Die Plattform Leilaw lud am Dienstag zur Konferenz „La violence domestique dans le contexte migratoire“ ein. Diskutiert wurde über deren Besonderheit und Rassismus.

Was für Auswirkungen hat häusliche Gewalt auf Migrant*innen? Dieser Frage gingen am Dienstag Laura Albu (Grevio), Ioanna Bagia (Rechtswissenschaftlerin/Break the Cycle), Isabel Da Silva (Femmes en détresse), Sarah McGrath (Women for Women France), Faten Khazaei (Soziologin) und Françoise Nsan-Nwet (Anwältin) nach. Die Plattform Leilaw veranstaltete die Konferenz zu häuslicher Gewalt im migrantischen Kontext.

Leilaw ist ein Projekt von Douri, Passerell und Ryse, co-finanziert von der Europäischen Union. Neben anderen Aktivitäten klärt der Verbund Menschen mit Migrationshintergrund über die Rechtslage zu häuslicher Gewalt in Luxemburg auf. Die Istanbul-Konvention, ein europäisches Abkommen zur Prävention und Bekämpfung von Gewalt gegen Frauen aus dem Jahr 2011, spielt dabei eine zentrale Rolle. Luxemburg hat die Konvention 2018 ratifiziert.

Daten zur Auswertung:
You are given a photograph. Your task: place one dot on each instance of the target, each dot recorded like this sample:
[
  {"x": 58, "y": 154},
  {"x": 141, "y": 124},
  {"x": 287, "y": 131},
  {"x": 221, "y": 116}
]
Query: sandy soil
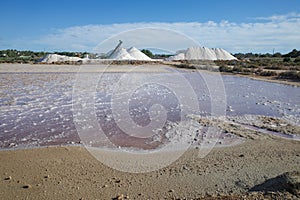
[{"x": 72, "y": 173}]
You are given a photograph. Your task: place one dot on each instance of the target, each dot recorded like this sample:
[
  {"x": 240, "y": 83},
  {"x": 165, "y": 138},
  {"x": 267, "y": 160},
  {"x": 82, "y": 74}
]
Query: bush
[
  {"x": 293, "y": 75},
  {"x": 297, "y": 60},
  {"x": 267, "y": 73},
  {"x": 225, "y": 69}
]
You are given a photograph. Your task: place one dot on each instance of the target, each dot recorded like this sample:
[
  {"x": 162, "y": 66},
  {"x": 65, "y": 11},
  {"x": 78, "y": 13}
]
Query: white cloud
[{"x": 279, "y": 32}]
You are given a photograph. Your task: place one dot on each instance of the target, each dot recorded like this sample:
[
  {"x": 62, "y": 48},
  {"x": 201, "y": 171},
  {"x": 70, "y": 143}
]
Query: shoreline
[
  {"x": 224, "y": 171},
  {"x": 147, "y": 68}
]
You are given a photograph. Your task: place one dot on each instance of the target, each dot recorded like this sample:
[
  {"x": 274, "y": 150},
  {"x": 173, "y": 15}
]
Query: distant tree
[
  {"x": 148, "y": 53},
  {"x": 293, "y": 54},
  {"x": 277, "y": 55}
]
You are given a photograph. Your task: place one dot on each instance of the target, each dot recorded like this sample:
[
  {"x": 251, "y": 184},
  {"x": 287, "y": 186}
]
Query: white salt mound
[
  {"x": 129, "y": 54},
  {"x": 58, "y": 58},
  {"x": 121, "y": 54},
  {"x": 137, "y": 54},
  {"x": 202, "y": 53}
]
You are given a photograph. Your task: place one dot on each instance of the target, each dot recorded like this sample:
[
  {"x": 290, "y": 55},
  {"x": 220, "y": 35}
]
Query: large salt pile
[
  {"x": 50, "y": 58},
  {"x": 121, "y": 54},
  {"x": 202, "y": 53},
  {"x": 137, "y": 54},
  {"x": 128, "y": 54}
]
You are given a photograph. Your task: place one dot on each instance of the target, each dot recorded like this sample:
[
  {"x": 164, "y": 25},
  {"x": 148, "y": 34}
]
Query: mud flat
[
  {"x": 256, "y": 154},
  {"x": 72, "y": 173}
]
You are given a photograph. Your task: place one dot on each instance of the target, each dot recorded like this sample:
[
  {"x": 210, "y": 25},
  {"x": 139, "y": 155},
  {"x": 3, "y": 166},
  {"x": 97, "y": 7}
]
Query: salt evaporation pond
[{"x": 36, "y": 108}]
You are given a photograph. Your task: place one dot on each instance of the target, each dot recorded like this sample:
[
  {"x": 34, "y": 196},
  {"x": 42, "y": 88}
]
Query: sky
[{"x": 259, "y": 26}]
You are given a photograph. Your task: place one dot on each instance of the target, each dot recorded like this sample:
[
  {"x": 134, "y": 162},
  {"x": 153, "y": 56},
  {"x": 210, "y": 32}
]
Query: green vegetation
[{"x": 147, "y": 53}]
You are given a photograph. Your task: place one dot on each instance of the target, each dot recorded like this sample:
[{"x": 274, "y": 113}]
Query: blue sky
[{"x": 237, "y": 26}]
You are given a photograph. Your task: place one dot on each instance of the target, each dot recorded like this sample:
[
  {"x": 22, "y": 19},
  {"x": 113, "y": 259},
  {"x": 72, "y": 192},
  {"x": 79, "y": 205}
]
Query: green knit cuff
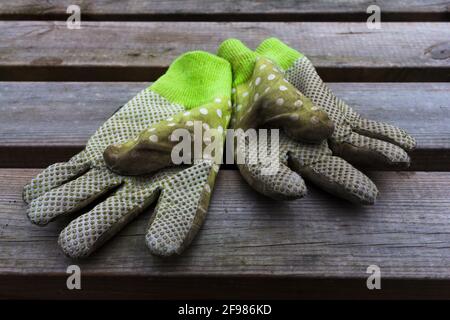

Aufgaben:
a) In welchem Jahr hat Luxemburg laut dem Textausschnitt die Istanbul-Konvention ratifiziert?
b) Gib den Textausschnitt von „Leilaw ist ein“ bis „Konvention 2018 ratifiziert.“ wieder und setze dabei „Konvention von Istanbul“ an die Stelle von „Istanbul-Konvention“.

Antworten:
a) 2018

b)
Leilaw ist ein Projekt von Douri, Passerell und Ryse, co-finanziert von der Europäischen Union. Neben anderen Aktivitäten klärt der Verbund Menschen mit Migrationshintergrund über die Rechtslage zu häuslicher Gewalt in Luxemburg auf. Die Konvention von Istanbul, ein europäisches Abkommen zur Prävention und Bekämpfung von Gewalt gegen Frauen aus dem Jahr 2011, spielt dabei eine zentrale Rolle. Luxemburg hat die Konvention 2018 ratifiziert.